GIVEN EXERCISE: Copy the lines from the one containing "Please spot the windshield in" through the one containing "point(162, 79)", both included, reproducing each word for word.

◆ ◆ ◆

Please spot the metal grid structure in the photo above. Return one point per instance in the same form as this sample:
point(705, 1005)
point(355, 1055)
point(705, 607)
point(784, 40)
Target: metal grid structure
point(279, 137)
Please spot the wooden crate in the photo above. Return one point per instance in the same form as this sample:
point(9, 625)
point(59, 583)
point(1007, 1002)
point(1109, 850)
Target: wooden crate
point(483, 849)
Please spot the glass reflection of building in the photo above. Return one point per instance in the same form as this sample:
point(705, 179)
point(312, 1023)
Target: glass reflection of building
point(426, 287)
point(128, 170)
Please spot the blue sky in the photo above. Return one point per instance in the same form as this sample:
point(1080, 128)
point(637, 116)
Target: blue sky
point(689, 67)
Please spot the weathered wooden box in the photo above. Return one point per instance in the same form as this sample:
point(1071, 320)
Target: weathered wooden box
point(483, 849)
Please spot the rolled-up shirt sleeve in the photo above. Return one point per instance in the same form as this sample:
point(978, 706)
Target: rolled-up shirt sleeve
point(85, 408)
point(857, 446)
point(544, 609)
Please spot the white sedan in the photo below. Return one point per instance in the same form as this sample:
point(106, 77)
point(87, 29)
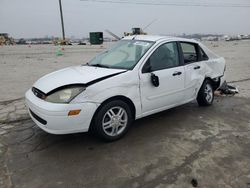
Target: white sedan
point(138, 76)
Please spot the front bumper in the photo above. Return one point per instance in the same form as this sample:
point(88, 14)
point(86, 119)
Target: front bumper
point(53, 118)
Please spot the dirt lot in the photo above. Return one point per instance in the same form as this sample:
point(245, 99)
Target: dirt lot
point(169, 149)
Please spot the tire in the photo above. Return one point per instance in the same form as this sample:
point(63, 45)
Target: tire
point(206, 94)
point(112, 121)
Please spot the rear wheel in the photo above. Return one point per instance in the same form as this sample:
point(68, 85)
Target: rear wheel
point(113, 120)
point(206, 94)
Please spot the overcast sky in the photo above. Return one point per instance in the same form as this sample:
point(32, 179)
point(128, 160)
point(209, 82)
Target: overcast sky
point(38, 18)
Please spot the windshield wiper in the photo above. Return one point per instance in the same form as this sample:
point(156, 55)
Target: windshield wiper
point(99, 65)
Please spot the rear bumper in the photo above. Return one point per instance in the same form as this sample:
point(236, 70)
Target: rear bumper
point(53, 118)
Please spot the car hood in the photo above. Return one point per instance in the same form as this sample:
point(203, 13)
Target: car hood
point(74, 75)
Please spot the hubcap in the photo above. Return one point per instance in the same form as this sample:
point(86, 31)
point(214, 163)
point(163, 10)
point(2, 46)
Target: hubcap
point(115, 121)
point(209, 93)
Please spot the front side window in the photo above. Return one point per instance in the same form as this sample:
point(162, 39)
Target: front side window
point(124, 55)
point(190, 54)
point(164, 57)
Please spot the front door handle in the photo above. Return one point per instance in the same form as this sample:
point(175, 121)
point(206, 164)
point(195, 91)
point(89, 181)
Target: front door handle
point(197, 67)
point(177, 73)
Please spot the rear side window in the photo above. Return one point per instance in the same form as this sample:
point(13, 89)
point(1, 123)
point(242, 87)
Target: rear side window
point(190, 53)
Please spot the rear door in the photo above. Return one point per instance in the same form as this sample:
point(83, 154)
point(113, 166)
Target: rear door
point(194, 68)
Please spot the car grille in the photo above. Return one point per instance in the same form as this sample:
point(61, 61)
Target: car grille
point(42, 121)
point(38, 93)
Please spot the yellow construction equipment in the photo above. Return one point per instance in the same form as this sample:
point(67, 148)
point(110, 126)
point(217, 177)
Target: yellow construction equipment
point(135, 31)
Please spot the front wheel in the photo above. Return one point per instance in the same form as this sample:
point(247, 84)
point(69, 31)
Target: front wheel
point(113, 120)
point(206, 94)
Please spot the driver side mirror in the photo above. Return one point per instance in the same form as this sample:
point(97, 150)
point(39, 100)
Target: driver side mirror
point(147, 67)
point(155, 80)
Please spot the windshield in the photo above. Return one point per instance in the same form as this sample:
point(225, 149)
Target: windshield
point(125, 54)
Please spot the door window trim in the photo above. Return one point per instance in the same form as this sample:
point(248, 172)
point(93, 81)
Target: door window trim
point(180, 57)
point(197, 50)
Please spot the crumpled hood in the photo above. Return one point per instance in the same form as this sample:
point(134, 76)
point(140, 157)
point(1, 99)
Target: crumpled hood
point(73, 75)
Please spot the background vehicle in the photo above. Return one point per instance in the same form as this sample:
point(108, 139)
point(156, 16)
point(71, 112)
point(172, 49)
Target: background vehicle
point(139, 76)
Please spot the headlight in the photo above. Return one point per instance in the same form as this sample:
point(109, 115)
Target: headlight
point(64, 95)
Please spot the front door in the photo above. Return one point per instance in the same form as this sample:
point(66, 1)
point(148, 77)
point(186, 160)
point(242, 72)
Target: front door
point(163, 66)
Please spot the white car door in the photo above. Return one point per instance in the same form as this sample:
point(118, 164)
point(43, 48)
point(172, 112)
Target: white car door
point(194, 69)
point(162, 79)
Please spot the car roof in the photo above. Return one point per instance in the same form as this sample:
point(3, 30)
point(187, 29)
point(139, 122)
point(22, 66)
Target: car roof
point(157, 38)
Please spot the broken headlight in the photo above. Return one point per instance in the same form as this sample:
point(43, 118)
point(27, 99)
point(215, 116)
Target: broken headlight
point(64, 95)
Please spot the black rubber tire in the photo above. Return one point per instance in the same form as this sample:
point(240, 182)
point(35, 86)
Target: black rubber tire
point(97, 128)
point(201, 97)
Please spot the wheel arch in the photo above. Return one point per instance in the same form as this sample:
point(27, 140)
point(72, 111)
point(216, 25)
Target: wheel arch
point(215, 82)
point(118, 97)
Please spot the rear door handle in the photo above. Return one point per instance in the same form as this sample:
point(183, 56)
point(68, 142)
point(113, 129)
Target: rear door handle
point(177, 73)
point(197, 67)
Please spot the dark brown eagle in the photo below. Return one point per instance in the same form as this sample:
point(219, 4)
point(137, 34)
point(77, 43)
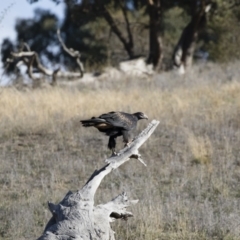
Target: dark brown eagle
point(115, 124)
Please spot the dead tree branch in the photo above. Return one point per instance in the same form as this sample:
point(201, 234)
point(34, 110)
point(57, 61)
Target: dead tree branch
point(76, 217)
point(31, 60)
point(73, 53)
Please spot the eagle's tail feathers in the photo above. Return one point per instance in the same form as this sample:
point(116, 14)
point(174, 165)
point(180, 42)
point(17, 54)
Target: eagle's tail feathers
point(92, 122)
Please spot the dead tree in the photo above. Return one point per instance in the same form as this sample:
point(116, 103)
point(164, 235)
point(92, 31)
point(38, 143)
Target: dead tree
point(32, 61)
point(76, 217)
point(183, 52)
point(155, 42)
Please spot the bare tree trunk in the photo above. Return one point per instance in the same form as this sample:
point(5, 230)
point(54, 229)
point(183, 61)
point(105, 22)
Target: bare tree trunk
point(76, 217)
point(127, 43)
point(155, 42)
point(183, 52)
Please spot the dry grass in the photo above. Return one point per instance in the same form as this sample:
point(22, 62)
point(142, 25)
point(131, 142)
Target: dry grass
point(190, 189)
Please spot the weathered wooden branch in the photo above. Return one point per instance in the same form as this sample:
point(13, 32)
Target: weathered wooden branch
point(76, 217)
point(31, 60)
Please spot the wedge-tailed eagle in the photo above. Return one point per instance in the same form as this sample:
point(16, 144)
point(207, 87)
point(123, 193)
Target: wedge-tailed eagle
point(115, 124)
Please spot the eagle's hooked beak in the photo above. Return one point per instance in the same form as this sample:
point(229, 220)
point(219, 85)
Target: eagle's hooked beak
point(145, 116)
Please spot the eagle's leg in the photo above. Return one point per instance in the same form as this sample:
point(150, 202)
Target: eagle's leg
point(112, 144)
point(126, 138)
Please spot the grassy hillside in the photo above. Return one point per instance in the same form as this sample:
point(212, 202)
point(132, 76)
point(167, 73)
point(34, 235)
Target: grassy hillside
point(190, 189)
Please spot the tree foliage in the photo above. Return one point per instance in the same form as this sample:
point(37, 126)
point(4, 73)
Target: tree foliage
point(108, 32)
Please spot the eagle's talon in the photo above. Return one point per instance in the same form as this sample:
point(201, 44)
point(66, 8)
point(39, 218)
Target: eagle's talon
point(114, 154)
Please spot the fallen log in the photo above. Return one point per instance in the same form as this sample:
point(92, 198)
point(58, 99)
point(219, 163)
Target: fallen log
point(76, 217)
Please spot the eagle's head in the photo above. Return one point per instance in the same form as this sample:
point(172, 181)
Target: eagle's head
point(140, 115)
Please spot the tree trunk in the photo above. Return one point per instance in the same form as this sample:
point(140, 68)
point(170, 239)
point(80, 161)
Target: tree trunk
point(76, 217)
point(184, 50)
point(127, 43)
point(155, 43)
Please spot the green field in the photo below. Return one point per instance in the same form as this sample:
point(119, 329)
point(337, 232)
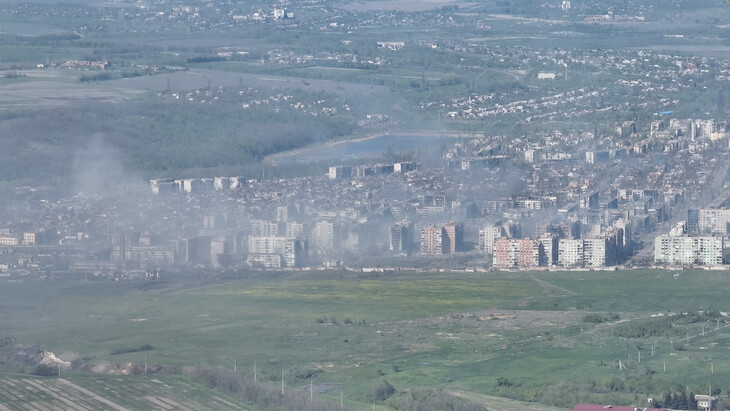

◆ ◆ ◆

RESULT:
Please spot the windshield in the photo above. Return one point per instance in the same form as this sample:
point(225, 149)
Target: windshield
point(125, 54)
Please spot the door window trim in the photo above. Return one point per instance in the same form as this sample:
point(248, 172)
point(93, 81)
Target: door window trim
point(180, 57)
point(197, 50)
Please spot the crumpled hood in the photo above. Return one point per instance in the same form as this sample:
point(134, 76)
point(140, 157)
point(1, 99)
Target: crumpled hood
point(73, 75)
Please spot the background vehicle in the photo above. Return one point per instance in the same form as this sample:
point(108, 139)
point(156, 16)
point(71, 112)
point(172, 49)
Target: background vehicle
point(139, 76)
Please spot the headlight in the photo above. Return one point per instance in the same form as this sample:
point(109, 115)
Target: headlight
point(64, 95)
Please spot the front door in the photo above. Return one point per instance in the same form as this sample:
point(66, 1)
point(148, 77)
point(186, 160)
point(242, 72)
Target: front door
point(163, 66)
Please spot the white car door in the photo above. Return one point per instance in the same form as this sample:
point(118, 164)
point(43, 48)
point(172, 112)
Target: white car door
point(194, 69)
point(162, 79)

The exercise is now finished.